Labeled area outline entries

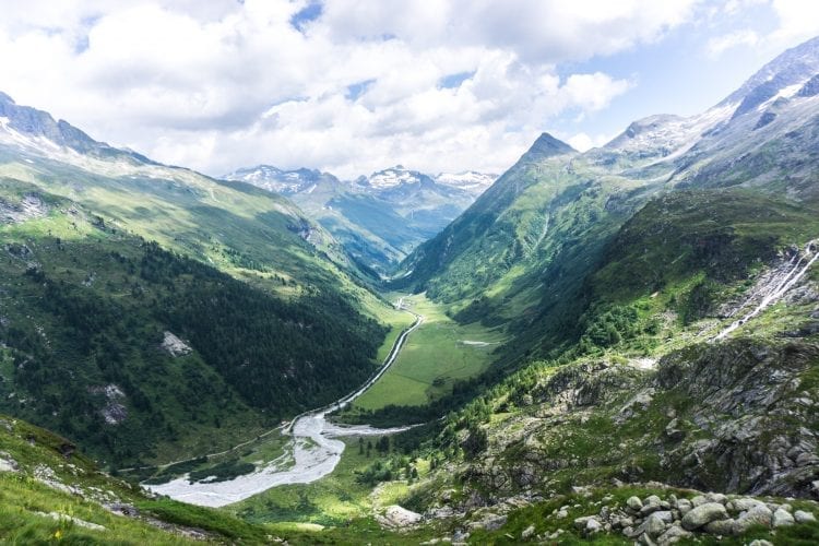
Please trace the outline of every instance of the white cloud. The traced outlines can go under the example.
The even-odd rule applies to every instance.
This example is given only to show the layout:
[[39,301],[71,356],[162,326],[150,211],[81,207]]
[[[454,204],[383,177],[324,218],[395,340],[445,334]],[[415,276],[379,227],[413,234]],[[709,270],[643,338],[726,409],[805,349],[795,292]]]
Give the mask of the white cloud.
[[329,0],[302,33],[289,21],[307,3],[7,0],[0,90],[211,174],[502,171],[557,116],[605,109],[631,85],[556,64],[660,39],[697,2]]
[[614,136],[610,134],[595,134],[589,135],[584,132],[579,132],[566,140],[571,147],[579,152],[585,152],[593,147],[600,147],[609,142]]
[[769,39],[779,45],[793,45],[819,34],[819,2],[812,0],[772,0],[779,25]]
[[735,31],[709,39],[708,51],[712,57],[719,57],[728,49],[738,46],[753,46],[758,41],[759,36],[751,29]]

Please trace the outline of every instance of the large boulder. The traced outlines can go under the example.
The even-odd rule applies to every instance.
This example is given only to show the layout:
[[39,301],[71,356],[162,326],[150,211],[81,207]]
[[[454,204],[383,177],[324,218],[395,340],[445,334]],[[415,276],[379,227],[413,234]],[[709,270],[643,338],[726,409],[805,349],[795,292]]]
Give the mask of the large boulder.
[[770,527],[772,520],[773,512],[771,512],[771,509],[764,503],[759,502],[756,506],[751,506],[748,511],[743,512],[739,518],[737,518],[734,529],[737,534],[741,534],[752,525]]
[[705,502],[704,505],[693,508],[682,517],[682,527],[686,531],[693,531],[711,523],[712,521],[727,519],[728,512],[725,510],[724,506],[719,502]]
[[378,520],[379,523],[384,526],[401,529],[419,523],[422,520],[422,515],[397,505],[392,505],[390,507],[387,507],[387,510],[384,510],[384,515],[382,518],[379,518]]

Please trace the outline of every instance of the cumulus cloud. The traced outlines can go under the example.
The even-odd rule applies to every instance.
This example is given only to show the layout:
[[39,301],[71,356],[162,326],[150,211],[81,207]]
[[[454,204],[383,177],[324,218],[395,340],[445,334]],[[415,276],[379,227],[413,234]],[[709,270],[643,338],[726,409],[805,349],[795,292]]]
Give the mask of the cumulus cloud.
[[738,46],[753,46],[759,41],[759,36],[751,29],[736,31],[722,36],[715,36],[708,41],[708,50],[712,57],[717,57],[724,51]]
[[632,85],[558,64],[657,40],[695,4],[9,0],[0,90],[216,175],[501,171],[556,116],[602,110]]

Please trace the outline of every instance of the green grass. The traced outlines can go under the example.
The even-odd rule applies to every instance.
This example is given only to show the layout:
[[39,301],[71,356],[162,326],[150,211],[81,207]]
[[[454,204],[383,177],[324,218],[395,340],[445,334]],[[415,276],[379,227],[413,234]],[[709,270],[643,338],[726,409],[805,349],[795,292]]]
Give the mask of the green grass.
[[[197,527],[206,543],[225,539],[244,544],[265,542],[270,530],[240,521],[227,512],[190,507],[170,500],[146,498],[139,488],[100,473],[94,463],[74,451],[66,456],[68,440],[19,419],[0,416],[0,451],[11,458],[19,472],[0,472],[0,543],[2,544],[117,544],[177,545],[198,541],[150,524],[141,518],[115,514],[102,502],[135,506],[164,525]],[[68,492],[48,486],[37,476],[74,488]],[[66,518],[55,520],[49,513]],[[88,530],[68,517],[103,525]],[[201,542],[199,542],[201,544]]]
[[[376,438],[371,438],[375,443]],[[257,523],[312,523],[322,526],[346,524],[369,515],[372,488],[356,482],[356,473],[377,460],[385,460],[373,449],[370,456],[358,451],[358,439],[345,438],[347,448],[335,470],[311,484],[274,487],[228,510]]]
[[[413,311],[425,317],[401,351],[392,367],[355,407],[378,410],[389,404],[423,405],[449,392],[458,380],[477,376],[494,359],[492,349],[502,333],[480,324],[462,325],[443,313],[442,306],[424,295],[405,299]],[[465,341],[488,345],[470,345]]]

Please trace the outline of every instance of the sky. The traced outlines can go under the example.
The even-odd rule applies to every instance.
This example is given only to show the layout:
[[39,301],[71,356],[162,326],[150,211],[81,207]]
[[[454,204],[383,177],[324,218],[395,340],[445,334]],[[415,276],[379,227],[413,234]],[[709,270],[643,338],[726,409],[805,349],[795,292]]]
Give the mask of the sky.
[[719,103],[819,34],[814,0],[0,0],[0,91],[221,176],[500,174]]

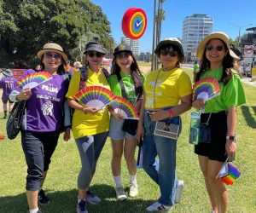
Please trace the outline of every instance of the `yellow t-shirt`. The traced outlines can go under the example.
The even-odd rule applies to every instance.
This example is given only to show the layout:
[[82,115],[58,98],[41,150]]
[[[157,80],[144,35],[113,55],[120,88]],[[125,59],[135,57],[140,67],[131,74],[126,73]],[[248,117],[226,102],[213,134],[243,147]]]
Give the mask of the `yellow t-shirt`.
[[146,109],[177,106],[181,97],[192,93],[189,77],[180,68],[151,72],[146,78]]
[[[72,76],[67,98],[73,99],[73,95],[79,90],[80,71]],[[97,74],[88,70],[86,86],[104,86],[110,89],[108,81],[102,72]],[[95,114],[84,114],[80,110],[75,110],[72,120],[72,130],[75,139],[108,131],[109,116],[108,107],[104,107]]]

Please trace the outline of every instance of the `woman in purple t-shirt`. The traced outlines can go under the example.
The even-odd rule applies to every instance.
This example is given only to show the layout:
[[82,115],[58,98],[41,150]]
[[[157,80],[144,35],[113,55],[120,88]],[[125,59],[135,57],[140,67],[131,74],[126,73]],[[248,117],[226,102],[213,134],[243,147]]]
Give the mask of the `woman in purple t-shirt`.
[[[27,164],[26,189],[30,213],[41,212],[38,201],[41,204],[49,201],[42,186],[63,127],[66,127],[64,140],[70,138],[70,121],[66,119],[69,114],[66,114],[67,118],[63,116],[68,78],[61,75],[67,56],[59,44],[50,43],[38,52],[38,58],[43,70],[52,74],[52,78],[33,89],[15,89],[9,97],[14,101],[27,100],[21,125],[21,144]],[[34,72],[27,70],[20,78]]]
[[9,102],[9,112],[11,112],[13,107],[13,101],[9,100],[9,95],[13,90],[13,89],[17,84],[16,78],[13,76],[13,72],[9,69],[6,69],[3,72],[3,78],[0,80],[0,88],[3,89],[3,95],[2,95],[2,101],[3,101],[3,108],[4,112],[3,119],[7,118],[7,102]]

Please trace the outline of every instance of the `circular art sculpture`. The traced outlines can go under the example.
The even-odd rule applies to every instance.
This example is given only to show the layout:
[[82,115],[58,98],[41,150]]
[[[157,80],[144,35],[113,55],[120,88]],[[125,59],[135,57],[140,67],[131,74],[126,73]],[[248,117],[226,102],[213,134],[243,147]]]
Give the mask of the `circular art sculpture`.
[[147,27],[147,16],[142,9],[128,9],[122,20],[122,31],[125,37],[131,39],[140,38]]

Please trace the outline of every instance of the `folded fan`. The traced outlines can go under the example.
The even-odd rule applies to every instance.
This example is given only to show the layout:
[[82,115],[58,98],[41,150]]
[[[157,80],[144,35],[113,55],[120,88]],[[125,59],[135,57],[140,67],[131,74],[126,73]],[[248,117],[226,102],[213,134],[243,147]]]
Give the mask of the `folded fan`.
[[227,185],[233,185],[240,175],[241,173],[235,166],[225,162],[220,169],[216,178],[219,179],[220,181]]
[[122,115],[124,118],[138,119],[136,107],[128,100],[118,96],[116,98],[116,101],[110,104],[116,113]]
[[88,86],[78,91],[74,99],[90,107],[102,109],[116,99],[116,96],[102,86]]
[[192,99],[203,99],[205,101],[220,94],[218,82],[214,78],[205,78],[193,86]]
[[48,72],[35,72],[19,79],[18,87],[22,89],[32,89],[51,78],[52,75]]

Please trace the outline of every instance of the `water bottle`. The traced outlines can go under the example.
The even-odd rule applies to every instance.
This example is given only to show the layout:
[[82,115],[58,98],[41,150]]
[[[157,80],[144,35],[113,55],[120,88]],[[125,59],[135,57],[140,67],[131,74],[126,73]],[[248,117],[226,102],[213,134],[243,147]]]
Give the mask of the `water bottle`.
[[199,143],[200,117],[201,113],[199,112],[191,112],[189,143],[194,145]]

> What you are asked to do
Copy out the lines of the listing word for word, starting at the line that contains "Please trace the outline of every instance of the large" and ending at the line that contains "Give the mask of the large boulder.", both included.

> Solution for this task
Please trace the outline of every instance of the large boulder. The traced outlines can go under the example.
The even-odd rule applies to every instance.
This example is given only to show the layout:
[[39,301],[71,356],[162,326],[150,211],[81,207]]
[[[454,204],[383,177],[324,218],[395,340],[445,334]],[[415,276],[379,227],[413,234]],[[709,270],[643,338],[726,409],[805,349],[795,292]]]
Give the mask of the large boulder.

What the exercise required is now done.